Aim
Express the lines of the records from the line with "of the **distant" to the line with "75L243 75L284 79L319", both included, as a JSON list of strings, one per line, with blank lines left out.

Records supplied

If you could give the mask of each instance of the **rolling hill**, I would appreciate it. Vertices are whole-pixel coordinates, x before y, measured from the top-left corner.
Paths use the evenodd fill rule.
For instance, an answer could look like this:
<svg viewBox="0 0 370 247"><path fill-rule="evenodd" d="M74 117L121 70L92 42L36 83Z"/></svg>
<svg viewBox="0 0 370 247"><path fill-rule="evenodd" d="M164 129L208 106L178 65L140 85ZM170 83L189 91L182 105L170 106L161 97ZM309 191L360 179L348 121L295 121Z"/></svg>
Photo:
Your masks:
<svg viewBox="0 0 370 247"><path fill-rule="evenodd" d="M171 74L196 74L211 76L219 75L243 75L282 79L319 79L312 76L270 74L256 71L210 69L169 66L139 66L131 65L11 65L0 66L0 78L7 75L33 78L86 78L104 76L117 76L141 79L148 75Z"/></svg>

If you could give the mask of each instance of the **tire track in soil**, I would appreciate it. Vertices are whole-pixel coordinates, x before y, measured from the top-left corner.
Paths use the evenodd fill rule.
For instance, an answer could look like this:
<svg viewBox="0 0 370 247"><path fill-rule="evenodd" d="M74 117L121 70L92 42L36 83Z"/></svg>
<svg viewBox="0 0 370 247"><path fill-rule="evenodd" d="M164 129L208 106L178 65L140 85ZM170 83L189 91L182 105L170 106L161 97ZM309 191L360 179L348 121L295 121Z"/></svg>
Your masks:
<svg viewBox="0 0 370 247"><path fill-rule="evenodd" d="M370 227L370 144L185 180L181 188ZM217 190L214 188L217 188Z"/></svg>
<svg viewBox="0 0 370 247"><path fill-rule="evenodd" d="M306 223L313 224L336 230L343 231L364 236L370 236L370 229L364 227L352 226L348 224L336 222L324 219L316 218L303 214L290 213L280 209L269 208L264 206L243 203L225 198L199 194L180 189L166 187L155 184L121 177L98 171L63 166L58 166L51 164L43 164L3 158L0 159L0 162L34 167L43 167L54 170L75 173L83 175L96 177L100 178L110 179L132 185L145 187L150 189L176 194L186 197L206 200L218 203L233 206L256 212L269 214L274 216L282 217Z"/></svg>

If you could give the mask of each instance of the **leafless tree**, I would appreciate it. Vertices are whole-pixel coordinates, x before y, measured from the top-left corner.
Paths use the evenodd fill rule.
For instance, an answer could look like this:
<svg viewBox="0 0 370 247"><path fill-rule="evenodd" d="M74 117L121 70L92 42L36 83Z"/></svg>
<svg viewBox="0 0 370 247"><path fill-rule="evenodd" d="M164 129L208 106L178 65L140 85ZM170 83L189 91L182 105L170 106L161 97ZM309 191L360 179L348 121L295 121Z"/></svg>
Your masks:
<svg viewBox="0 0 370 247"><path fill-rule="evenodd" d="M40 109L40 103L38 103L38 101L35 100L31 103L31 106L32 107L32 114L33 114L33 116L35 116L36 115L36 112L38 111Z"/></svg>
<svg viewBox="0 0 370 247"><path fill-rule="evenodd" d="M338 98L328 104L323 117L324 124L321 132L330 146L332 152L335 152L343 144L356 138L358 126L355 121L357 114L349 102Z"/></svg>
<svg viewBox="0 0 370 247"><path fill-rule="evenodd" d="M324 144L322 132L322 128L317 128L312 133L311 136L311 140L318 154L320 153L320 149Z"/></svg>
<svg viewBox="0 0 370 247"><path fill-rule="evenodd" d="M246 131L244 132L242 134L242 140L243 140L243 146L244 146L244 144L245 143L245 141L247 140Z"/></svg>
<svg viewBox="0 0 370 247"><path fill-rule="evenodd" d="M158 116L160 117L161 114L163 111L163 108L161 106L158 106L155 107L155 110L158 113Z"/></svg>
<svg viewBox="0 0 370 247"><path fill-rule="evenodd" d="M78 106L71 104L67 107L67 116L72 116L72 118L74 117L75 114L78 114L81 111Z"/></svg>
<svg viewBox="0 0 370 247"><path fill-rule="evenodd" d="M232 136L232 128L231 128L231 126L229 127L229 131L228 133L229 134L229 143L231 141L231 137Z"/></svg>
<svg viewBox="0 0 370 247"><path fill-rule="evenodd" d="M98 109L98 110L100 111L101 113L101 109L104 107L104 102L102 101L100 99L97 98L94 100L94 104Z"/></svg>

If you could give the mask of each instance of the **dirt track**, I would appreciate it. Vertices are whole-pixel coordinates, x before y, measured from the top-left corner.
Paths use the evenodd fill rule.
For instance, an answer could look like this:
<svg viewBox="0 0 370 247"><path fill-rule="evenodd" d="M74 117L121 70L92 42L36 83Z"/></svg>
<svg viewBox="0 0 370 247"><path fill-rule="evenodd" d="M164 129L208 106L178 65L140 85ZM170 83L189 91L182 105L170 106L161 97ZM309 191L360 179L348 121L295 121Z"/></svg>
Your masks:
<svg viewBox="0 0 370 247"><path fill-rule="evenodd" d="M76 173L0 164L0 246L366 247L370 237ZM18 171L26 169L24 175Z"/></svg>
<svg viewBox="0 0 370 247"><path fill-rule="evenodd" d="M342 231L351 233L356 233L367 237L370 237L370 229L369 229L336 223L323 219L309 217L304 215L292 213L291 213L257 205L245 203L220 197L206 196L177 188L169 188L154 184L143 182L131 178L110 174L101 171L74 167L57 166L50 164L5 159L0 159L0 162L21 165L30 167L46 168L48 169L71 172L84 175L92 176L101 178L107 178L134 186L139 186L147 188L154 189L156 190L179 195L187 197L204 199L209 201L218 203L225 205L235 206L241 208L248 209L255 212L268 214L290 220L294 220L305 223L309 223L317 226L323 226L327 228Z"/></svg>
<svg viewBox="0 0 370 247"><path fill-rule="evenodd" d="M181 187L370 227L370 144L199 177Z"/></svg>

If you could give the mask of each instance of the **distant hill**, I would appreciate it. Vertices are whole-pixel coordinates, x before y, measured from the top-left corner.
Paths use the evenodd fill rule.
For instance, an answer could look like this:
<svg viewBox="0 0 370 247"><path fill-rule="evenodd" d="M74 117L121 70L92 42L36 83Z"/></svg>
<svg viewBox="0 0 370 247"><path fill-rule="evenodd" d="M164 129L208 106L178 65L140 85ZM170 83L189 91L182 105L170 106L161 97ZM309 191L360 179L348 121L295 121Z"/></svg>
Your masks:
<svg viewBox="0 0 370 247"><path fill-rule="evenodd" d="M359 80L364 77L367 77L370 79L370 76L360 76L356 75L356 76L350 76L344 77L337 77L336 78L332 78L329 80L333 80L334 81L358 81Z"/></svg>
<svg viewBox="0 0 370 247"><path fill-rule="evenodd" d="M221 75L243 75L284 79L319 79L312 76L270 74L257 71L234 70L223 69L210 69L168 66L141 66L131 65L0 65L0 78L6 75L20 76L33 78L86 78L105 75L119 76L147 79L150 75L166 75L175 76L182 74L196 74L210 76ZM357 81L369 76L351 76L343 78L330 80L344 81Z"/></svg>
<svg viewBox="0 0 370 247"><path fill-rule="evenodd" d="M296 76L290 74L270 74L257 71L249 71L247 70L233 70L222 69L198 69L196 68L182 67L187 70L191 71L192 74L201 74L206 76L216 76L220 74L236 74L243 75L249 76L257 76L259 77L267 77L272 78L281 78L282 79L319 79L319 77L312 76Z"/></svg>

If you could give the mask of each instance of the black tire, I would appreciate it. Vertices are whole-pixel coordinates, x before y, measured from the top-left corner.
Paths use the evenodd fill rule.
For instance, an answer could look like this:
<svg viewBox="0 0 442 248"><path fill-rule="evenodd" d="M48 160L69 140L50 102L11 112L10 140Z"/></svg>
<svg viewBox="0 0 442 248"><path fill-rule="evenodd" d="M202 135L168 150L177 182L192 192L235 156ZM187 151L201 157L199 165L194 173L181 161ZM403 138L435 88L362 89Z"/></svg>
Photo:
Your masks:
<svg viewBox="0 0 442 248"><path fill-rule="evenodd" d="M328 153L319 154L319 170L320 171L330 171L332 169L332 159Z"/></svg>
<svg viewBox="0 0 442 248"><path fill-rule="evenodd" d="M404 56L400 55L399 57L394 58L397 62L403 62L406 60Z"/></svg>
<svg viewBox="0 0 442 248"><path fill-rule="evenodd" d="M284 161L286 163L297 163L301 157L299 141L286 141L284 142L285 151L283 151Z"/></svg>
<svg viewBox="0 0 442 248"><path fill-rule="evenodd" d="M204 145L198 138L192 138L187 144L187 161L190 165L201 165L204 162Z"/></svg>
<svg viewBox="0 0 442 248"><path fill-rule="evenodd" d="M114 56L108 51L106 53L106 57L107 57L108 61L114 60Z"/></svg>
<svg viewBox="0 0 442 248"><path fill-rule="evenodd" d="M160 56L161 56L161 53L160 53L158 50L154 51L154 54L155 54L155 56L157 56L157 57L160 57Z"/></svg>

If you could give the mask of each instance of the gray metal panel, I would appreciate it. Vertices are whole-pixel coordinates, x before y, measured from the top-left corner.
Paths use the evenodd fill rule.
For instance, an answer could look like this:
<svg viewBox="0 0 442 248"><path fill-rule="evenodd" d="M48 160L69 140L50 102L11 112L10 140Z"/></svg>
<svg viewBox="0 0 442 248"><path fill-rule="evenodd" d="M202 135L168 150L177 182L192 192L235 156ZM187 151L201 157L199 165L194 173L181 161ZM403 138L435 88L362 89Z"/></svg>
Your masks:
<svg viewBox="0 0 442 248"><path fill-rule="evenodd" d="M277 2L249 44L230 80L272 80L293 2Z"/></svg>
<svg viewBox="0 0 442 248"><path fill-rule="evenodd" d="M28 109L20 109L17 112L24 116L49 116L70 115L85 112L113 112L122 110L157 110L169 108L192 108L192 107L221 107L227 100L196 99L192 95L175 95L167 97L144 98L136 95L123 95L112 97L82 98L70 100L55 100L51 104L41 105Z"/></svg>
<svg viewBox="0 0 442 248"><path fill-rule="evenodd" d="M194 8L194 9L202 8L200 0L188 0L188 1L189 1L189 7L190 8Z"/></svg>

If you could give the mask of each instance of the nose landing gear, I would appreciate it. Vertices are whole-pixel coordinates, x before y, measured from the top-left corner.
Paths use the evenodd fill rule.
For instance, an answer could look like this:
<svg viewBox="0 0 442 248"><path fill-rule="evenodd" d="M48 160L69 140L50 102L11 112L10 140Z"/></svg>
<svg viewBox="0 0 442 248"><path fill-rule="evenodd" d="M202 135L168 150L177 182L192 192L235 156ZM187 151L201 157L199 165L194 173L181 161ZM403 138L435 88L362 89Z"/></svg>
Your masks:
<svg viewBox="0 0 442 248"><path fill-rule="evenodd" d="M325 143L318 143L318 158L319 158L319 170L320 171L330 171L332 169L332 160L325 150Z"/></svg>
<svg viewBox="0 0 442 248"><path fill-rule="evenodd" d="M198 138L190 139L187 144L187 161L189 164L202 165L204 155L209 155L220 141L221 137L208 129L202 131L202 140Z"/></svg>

Response below
[
  "If you could give the mask of each instance of the **distant hill**, I would appreciate it. Vertices are whole-pixel coordinates, x before y, measured from the top-left corner.",
  "Paths use the evenodd fill rule.",
  "For instance, an answer could look like this:",
  "<svg viewBox=\"0 0 370 247\"><path fill-rule=\"evenodd\" d=\"M74 117L121 70L92 42L36 83Z\"/></svg>",
  "<svg viewBox=\"0 0 370 247\"><path fill-rule=\"evenodd\" d=\"M164 129L208 106L178 65L140 85ZM170 83L189 91L182 105L170 106L161 97ZM309 191L360 179L348 121L295 121Z\"/></svg>",
  "Your masks:",
  "<svg viewBox=\"0 0 370 247\"><path fill-rule=\"evenodd\" d=\"M359 80L364 77L367 77L370 79L370 76L360 76L356 75L356 76L350 76L344 77L337 77L336 78L332 78L329 80L333 80L334 81L358 81Z\"/></svg>",
  "<svg viewBox=\"0 0 370 247\"><path fill-rule=\"evenodd\" d=\"M221 75L243 75L284 79L319 79L312 76L270 74L257 71L234 70L223 69L210 69L168 66L141 66L131 65L0 65L0 78L6 75L20 76L33 78L86 78L105 75L119 76L147 79L150 75L166 75L175 76L182 74L196 74L210 76ZM357 81L369 76L351 76L343 78L330 80L344 81Z\"/></svg>"
]